> _Working data_:
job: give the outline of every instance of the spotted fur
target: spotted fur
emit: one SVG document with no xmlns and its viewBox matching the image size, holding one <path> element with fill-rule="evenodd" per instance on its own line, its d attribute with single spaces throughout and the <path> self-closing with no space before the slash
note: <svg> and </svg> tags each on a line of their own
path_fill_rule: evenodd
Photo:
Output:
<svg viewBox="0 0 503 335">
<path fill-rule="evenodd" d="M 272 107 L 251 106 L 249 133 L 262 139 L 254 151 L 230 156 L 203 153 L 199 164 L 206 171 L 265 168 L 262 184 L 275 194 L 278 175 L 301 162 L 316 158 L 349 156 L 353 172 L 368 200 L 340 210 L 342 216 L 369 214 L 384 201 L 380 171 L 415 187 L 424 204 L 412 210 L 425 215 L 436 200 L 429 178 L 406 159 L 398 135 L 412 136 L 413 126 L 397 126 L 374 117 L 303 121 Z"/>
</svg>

> _Task brief_: Retype the material word for word. Add nothing to it.

> _Exercise output_:
job: give the outline of every instance of the spotted fur
target: spotted fur
emit: one SVG document with no xmlns and its viewBox matching the image size, holding one <path> element with fill-rule="evenodd" per instance on its own line, its d attribute with single spaces throughout and the <path> self-closing with no space before the slash
note: <svg> and </svg> tags each on a line of their own
path_fill_rule: evenodd
Photo:
Output:
<svg viewBox="0 0 503 335">
<path fill-rule="evenodd" d="M 272 107 L 251 106 L 249 133 L 262 139 L 254 151 L 230 156 L 203 153 L 199 164 L 206 171 L 265 168 L 262 184 L 275 194 L 278 175 L 301 162 L 316 158 L 349 156 L 353 172 L 368 200 L 340 210 L 342 216 L 369 214 L 384 201 L 380 171 L 415 187 L 424 204 L 412 210 L 425 215 L 436 200 L 429 178 L 406 159 L 398 135 L 412 136 L 413 126 L 397 126 L 374 117 L 303 121 Z"/>
</svg>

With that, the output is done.